Image point annotation entries:
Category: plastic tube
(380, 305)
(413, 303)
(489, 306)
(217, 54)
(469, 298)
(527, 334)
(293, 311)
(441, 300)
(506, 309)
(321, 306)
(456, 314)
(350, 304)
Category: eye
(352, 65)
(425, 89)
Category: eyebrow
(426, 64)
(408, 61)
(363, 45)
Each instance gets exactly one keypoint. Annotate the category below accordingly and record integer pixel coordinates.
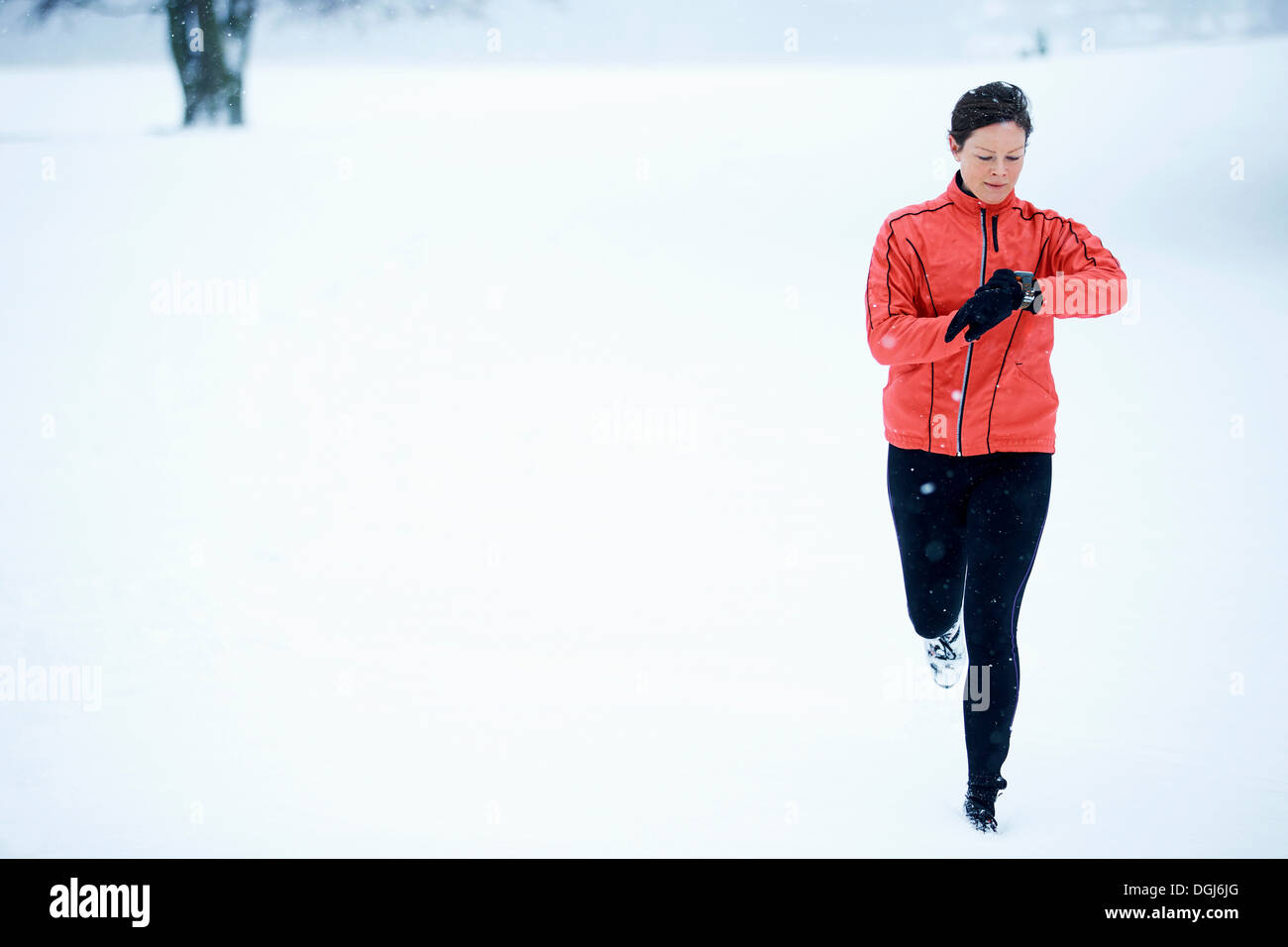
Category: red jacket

▶ [The request]: Copy every line of the records above word for word, leaving out the pictures.

▶ [Exercise response]:
Category: plastic tube
(380, 305)
(413, 303)
(489, 306)
(217, 54)
(469, 298)
(527, 334)
(293, 311)
(441, 300)
(506, 309)
(321, 306)
(456, 314)
(350, 304)
Category: eye
(352, 65)
(425, 89)
Category: eyebrow
(426, 64)
(408, 61)
(363, 45)
Each instance gets exactly one keypoint. Annotate the category below accordingly and record integer pixel coordinates.
Category: red jacket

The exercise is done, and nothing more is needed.